Dataset items

——————

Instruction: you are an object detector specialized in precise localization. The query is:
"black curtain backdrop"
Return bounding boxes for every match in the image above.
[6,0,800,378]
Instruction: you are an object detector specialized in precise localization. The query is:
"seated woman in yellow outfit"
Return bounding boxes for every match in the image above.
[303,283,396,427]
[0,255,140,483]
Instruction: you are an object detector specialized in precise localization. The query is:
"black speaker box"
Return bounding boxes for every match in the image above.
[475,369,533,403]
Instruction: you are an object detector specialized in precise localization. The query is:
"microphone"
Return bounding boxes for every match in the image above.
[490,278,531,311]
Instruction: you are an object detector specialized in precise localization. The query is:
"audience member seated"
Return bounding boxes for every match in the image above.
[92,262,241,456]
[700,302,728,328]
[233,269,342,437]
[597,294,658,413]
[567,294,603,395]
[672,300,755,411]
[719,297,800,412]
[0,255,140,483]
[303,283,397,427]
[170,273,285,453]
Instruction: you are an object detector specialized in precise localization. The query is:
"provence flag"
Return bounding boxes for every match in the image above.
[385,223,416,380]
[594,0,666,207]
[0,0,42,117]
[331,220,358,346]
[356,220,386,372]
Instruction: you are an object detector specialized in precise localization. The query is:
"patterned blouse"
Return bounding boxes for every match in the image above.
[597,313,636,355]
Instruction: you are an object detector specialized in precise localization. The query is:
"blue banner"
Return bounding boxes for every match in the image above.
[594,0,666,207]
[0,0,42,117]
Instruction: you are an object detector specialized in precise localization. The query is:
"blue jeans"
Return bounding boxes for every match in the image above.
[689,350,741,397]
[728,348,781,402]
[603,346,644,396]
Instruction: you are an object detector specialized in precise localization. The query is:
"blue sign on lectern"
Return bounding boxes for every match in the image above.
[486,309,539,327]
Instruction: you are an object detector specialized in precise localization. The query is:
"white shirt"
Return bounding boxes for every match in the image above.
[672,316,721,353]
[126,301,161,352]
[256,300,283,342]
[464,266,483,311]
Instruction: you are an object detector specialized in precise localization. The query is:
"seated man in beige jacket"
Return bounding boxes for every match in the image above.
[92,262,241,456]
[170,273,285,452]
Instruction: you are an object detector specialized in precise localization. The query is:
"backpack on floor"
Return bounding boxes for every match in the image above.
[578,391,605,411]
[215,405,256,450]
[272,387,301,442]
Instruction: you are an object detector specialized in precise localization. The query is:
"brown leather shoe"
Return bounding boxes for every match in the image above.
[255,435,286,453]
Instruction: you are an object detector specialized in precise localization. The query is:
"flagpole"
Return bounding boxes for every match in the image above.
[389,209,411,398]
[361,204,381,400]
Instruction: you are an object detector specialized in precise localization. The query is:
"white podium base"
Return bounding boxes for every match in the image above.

——————

> **Instruction**
Copy out each of the lines above that contains the word "black". Only matches with the same letter case count.

> **Written response**
"black curtain backdrop"
"black speaker box"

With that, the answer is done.